* BEGIN Extracted data *

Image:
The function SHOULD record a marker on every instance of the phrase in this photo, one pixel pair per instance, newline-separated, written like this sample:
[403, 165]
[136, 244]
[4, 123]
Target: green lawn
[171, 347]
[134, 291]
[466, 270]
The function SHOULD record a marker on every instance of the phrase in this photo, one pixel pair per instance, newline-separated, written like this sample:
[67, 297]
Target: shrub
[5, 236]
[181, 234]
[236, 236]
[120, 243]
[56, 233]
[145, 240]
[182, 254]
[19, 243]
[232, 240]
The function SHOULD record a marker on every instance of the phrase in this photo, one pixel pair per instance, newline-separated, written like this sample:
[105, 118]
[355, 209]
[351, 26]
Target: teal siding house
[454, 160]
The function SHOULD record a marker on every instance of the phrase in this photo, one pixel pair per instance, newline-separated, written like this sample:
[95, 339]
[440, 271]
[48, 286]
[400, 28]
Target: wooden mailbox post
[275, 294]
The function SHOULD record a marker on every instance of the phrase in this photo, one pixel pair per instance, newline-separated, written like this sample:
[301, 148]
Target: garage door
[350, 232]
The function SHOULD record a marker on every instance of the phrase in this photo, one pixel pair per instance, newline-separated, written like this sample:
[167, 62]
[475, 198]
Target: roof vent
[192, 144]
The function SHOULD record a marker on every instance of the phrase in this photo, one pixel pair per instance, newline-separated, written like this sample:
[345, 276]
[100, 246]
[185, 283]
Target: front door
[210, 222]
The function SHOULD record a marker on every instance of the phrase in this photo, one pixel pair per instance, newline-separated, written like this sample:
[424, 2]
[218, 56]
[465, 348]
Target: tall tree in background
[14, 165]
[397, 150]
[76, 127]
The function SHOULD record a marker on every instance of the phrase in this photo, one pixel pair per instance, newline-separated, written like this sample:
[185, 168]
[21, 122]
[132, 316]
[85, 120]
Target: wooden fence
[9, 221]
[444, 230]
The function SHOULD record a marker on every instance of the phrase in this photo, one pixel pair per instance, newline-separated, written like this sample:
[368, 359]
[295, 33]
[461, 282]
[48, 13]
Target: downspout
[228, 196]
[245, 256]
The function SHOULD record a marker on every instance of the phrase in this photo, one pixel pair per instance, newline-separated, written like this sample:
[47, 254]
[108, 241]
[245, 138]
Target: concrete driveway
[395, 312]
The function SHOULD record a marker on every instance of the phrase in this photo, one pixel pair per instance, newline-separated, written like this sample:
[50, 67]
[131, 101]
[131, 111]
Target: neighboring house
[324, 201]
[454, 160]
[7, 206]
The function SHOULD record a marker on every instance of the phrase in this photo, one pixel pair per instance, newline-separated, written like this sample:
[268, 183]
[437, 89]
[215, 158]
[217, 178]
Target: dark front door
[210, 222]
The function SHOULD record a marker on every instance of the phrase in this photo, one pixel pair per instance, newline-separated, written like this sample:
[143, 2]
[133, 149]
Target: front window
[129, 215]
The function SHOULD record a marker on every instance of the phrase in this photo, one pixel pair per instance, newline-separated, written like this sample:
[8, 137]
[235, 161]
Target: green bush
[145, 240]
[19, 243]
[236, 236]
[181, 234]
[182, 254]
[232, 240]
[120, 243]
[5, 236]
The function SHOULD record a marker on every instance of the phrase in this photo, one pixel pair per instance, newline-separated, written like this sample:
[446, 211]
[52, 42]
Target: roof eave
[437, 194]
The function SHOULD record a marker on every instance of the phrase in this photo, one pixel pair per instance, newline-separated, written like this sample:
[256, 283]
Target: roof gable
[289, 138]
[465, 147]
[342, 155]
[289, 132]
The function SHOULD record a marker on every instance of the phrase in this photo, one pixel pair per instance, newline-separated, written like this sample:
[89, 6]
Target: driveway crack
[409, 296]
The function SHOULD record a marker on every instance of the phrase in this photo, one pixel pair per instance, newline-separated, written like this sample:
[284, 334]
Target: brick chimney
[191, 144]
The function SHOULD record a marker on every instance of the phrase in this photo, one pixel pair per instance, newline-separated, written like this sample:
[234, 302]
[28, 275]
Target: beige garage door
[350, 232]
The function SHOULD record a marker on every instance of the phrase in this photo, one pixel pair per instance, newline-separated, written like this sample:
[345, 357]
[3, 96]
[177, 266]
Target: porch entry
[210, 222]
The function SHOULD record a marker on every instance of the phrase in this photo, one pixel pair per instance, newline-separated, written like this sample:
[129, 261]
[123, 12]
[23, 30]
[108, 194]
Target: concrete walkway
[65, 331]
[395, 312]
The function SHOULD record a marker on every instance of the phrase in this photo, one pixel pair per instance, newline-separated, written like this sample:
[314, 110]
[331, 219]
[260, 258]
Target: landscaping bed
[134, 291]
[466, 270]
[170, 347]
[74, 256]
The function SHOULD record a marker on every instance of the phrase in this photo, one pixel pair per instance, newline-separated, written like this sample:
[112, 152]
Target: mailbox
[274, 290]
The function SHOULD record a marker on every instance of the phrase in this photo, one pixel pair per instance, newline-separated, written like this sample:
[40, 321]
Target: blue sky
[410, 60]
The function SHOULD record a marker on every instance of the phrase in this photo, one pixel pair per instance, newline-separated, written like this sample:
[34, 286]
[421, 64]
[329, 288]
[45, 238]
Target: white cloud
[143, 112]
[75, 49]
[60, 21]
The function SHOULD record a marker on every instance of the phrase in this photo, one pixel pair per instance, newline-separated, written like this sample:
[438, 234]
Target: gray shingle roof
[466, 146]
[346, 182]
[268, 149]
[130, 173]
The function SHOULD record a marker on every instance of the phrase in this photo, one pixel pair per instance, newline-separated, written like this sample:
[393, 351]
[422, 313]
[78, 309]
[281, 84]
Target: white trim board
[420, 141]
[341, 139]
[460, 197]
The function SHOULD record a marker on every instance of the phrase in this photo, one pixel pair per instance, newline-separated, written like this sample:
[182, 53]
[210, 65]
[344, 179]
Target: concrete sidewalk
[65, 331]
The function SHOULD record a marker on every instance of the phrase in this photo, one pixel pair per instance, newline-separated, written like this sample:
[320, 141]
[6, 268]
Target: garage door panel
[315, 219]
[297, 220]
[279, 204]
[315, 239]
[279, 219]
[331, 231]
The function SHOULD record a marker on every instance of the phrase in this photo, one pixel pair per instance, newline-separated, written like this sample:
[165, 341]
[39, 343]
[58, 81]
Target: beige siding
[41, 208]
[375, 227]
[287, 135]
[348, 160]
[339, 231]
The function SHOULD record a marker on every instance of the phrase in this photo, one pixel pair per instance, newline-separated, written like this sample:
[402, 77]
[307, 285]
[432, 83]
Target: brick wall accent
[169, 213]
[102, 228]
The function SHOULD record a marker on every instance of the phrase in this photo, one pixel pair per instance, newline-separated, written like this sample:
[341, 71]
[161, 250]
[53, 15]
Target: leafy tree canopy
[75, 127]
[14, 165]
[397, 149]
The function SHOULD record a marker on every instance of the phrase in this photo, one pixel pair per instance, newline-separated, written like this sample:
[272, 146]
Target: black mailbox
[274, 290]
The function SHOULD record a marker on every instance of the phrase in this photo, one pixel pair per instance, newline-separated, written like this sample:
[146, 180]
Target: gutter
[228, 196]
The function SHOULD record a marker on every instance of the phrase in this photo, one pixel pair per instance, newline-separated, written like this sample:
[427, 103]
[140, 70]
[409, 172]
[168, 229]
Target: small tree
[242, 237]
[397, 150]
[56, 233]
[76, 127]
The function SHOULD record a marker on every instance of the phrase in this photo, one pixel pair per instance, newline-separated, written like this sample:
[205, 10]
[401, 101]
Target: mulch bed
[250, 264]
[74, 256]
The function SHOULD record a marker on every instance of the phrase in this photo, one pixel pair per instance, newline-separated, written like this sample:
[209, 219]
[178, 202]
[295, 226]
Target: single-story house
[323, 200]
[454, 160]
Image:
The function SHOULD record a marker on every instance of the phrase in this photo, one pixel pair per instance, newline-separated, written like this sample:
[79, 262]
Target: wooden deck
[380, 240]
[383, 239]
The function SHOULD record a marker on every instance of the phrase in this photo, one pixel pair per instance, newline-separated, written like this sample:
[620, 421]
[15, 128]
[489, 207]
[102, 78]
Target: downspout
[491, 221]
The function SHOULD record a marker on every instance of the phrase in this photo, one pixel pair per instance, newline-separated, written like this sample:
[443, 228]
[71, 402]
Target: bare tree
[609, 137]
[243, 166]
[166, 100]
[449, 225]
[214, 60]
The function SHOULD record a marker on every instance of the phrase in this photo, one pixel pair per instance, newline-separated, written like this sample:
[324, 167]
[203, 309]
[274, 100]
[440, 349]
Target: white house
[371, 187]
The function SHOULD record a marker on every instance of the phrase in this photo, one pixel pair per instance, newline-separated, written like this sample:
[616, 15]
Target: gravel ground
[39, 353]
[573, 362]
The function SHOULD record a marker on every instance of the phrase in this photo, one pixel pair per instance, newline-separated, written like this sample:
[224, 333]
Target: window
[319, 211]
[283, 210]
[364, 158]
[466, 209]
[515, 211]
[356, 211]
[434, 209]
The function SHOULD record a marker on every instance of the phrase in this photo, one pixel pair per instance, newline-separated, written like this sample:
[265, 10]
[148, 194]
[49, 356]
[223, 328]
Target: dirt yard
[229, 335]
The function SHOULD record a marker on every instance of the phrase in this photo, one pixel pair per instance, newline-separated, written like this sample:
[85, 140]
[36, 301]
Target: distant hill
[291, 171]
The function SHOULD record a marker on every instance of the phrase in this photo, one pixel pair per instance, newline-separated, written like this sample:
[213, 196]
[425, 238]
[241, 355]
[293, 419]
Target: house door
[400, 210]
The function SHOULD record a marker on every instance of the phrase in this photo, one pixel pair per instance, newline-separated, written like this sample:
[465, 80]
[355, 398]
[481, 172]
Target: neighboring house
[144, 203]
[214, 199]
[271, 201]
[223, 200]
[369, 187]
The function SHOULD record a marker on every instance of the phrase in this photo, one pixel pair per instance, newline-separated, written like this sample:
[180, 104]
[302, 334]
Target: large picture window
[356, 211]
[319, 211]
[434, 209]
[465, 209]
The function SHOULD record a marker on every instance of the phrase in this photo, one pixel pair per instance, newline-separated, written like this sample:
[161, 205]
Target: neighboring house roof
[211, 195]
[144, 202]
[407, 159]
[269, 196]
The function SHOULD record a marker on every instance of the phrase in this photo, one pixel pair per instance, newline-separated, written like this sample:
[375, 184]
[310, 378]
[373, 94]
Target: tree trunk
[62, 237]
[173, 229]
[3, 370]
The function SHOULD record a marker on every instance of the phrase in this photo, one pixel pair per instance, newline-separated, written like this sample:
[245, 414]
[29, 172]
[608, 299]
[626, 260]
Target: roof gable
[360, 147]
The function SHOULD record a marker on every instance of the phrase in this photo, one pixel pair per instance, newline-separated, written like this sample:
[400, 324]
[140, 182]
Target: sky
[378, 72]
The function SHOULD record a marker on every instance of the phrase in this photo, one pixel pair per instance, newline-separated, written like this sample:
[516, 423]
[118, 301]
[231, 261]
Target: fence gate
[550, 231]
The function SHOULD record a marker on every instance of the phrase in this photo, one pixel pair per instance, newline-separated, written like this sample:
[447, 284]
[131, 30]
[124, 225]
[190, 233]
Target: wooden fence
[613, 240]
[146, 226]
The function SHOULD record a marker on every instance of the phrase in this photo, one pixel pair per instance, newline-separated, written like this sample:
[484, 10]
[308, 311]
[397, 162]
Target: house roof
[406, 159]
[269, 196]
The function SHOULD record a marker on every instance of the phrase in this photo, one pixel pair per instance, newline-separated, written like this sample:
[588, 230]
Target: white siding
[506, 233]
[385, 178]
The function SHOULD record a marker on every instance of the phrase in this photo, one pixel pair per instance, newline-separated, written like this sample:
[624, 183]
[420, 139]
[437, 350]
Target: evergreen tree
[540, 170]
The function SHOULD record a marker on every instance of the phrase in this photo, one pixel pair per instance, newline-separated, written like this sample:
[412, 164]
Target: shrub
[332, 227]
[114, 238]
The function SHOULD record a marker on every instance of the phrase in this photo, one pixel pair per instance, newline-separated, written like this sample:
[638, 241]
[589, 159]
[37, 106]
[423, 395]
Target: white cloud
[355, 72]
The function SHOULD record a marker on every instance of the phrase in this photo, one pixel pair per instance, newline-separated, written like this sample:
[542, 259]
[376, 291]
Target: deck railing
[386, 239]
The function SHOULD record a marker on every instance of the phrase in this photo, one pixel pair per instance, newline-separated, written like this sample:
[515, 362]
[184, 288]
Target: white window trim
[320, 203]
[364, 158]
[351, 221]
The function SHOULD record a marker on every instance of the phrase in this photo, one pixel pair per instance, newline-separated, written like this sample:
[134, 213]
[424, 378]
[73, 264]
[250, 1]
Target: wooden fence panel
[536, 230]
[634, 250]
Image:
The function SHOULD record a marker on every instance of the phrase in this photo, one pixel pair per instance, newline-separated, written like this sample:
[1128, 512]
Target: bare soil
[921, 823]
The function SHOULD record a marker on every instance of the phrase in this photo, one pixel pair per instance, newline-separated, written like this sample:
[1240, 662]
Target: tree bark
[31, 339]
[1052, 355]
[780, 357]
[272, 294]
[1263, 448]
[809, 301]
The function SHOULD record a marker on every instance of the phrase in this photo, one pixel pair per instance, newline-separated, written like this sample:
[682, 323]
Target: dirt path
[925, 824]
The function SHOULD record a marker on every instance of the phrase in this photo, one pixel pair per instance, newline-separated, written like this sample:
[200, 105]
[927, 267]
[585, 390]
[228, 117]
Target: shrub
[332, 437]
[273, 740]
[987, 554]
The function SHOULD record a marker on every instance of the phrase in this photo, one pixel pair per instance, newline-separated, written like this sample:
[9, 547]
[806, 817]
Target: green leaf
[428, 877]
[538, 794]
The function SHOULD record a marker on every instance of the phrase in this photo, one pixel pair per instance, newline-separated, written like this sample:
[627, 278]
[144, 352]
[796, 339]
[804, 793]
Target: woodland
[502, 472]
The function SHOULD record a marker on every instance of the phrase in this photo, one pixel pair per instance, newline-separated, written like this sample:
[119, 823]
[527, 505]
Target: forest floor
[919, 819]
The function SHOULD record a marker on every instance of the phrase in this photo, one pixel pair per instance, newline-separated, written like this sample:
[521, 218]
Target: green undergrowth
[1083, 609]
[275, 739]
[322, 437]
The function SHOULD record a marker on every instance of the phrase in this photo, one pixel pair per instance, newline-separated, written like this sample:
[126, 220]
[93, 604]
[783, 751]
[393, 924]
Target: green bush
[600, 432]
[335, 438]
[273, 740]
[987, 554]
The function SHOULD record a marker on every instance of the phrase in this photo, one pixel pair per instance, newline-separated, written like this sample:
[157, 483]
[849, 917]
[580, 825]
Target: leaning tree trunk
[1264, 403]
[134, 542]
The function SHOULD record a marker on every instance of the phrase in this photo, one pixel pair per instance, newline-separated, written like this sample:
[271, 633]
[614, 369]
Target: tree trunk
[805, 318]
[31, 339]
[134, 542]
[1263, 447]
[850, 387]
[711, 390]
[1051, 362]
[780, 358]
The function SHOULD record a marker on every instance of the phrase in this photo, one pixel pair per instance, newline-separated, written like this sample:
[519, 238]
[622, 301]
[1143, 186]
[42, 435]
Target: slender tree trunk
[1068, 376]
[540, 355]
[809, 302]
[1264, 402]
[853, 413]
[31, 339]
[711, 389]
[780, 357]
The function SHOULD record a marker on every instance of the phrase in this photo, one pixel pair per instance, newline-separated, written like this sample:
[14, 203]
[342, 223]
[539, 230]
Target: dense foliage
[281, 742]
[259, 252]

* END Extracted data *

__What you will do__
Report each line of the rows above that contains the word "house", copying those lines in full. Case counts.

__Exercise output__
Target: teal siding house
Target: neighboring house
Target: single-story house
Target: white house
Target: house door
Target: neighboring house
Target: neighboring house roof
Target: house roof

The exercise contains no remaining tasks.